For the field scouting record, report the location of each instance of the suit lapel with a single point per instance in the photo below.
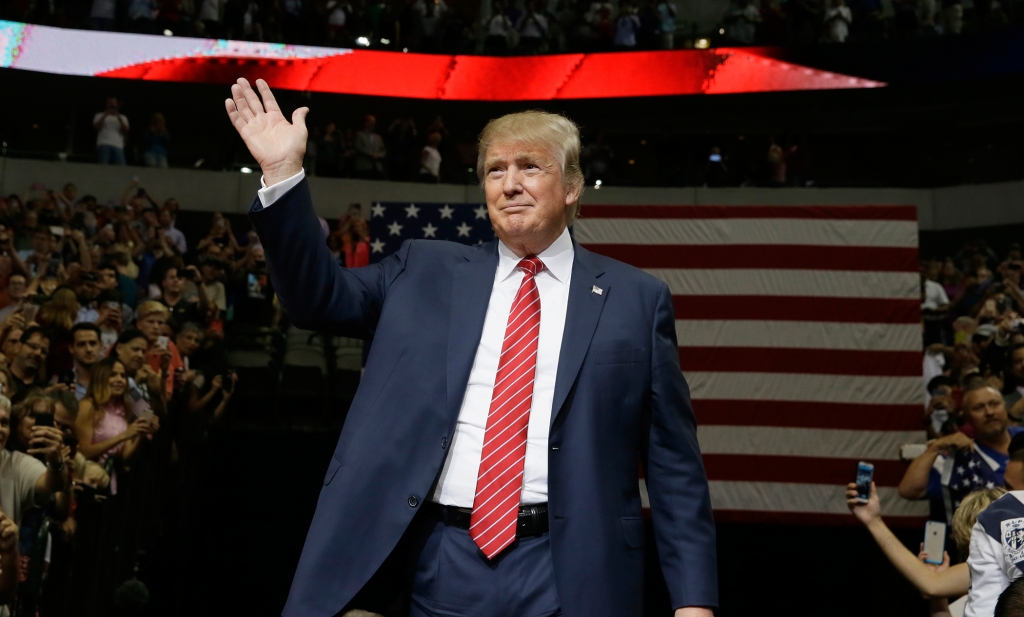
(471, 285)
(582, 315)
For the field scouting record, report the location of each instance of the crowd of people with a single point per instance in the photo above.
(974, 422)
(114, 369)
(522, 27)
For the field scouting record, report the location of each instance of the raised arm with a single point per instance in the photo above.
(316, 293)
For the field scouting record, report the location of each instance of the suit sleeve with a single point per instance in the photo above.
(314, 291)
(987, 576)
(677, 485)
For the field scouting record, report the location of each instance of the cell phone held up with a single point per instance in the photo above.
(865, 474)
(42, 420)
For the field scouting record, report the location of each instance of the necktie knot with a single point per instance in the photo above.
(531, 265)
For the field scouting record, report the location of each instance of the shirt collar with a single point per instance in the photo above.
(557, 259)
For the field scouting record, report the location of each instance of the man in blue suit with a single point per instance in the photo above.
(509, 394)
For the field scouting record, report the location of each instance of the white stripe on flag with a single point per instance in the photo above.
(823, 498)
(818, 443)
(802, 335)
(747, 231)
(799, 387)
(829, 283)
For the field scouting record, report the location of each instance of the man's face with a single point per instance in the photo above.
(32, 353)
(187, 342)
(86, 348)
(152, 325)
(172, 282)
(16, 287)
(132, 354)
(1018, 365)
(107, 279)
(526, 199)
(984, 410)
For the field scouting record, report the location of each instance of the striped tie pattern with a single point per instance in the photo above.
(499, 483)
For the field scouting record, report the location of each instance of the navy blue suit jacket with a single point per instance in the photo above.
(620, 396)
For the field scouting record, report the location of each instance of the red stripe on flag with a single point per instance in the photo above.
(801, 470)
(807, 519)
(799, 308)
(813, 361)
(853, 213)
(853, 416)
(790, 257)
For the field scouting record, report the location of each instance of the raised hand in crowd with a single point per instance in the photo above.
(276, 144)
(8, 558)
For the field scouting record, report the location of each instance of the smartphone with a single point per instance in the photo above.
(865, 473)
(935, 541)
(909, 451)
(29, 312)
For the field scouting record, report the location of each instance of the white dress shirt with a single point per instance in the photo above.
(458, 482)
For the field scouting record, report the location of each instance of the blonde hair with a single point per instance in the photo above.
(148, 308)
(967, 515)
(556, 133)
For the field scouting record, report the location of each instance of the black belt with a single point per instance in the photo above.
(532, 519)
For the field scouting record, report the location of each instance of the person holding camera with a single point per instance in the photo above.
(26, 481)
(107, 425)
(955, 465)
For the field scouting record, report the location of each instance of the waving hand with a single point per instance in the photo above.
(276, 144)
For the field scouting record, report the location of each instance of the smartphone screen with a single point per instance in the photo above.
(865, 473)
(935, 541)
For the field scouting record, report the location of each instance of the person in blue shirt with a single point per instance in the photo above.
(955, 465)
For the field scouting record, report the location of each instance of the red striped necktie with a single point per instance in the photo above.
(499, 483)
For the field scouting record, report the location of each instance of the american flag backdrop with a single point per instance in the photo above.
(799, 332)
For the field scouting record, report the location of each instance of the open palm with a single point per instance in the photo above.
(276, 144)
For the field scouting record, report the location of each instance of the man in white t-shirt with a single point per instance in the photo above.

........

■ What needs to be done ■
Restate the records word for word, omitting images.

■ Solution ■
For the field scouting record, report the location of each instance of the suit lapel with a single point per instance in the photo below.
(471, 285)
(582, 315)
For the field scouting record, report the location of each instance of the crowd of people with a single point per instance in the photo above.
(974, 422)
(114, 369)
(522, 27)
For the field scouting record, report the location of each instance of the raised arm with a single point per instance in the photo above.
(316, 293)
For the field scouting record, report the location of each instance of the suit sleeve with a single point per instance in the photo above.
(314, 291)
(987, 576)
(677, 485)
For the field scouting record, report the location of each instance of the cell phone held up with a single point per instance in the photo above.
(865, 474)
(42, 420)
For the field scouting record, report the location of each instance of the necktie knot with a single point per instance in the photo above.
(531, 265)
For the field scouting record, report the location of each instance of the shirt collar with a single point per instance in the photo above.
(557, 259)
For the field scouting record, report the location of each instance of the man in blue suit with a single point per instance in the photo above.
(509, 394)
For the field scouting record, report the location of each instance of the white stripe on flag with a single point per instance in the photo above.
(823, 498)
(818, 443)
(802, 335)
(747, 231)
(799, 387)
(829, 283)
For the field scouting record, report the location of each instance of the man's face with a single point per instance in the photo above.
(32, 353)
(187, 342)
(86, 348)
(152, 325)
(172, 282)
(16, 287)
(132, 354)
(1018, 365)
(107, 279)
(526, 199)
(984, 410)
For the field scouting record, report the location of each instance of the striped tie pattern with a single point per instance in the photo above.
(499, 483)
For the field scouting record, report the location of each instance of the navy blue suit jacket with a single point per instance in the photo above.
(620, 396)
For the field scouting record, report the location of each instance of the red stripe on flag with a single point per instance in the photo above.
(801, 470)
(807, 519)
(799, 308)
(813, 361)
(853, 213)
(853, 416)
(790, 257)
For the field scouting record, report the location of each instance of the raised hand in crowd with a single point per instance in the photo above.
(276, 144)
(8, 558)
For the field scouting record, report the location of each instance of the smartphone with a single point per instance in the photo above.
(865, 473)
(935, 541)
(909, 451)
(29, 312)
For the field scouting record, report the location of each instance of the white dress shirt with a single point per instance in the photo above.
(458, 482)
For the field scouting record, report the location of each instance of the blonde hair with a single point per instance in the photo above.
(148, 308)
(967, 515)
(556, 133)
For the field scouting record, report the location of each instance of the black belt with a single point per instance in the photo above.
(532, 519)
For the field scouting record, report the location of each instance of the person holding camera with a single point per instance in the photo above.
(26, 481)
(107, 425)
(955, 465)
For the field scouting record, report the location of each instance of the waving hand with a single point per instance in the photo above.
(276, 144)
For the field scouting record, report the location of each instance of the smartphone screen with a single point per instance in the photo above.
(865, 473)
(935, 541)
For the field scouting record, report the location of each instance of the person in blue shirt with a single point per instance in the photo above.
(955, 465)
For the field scouting record, report the location of each instance of the red striped necktie with a single point per instance in the photo above.
(499, 483)
For the field scouting record, report the location of each instance of the american flag backdrop with a single point per instance in the photo above.
(799, 332)
For the field scouting record, report the location of each instance of the open palm with a single point per instance in the photo above.
(276, 144)
For the field scouting record, report the location of each instance of the man in white t-shirt with a single point per instance in the photo above.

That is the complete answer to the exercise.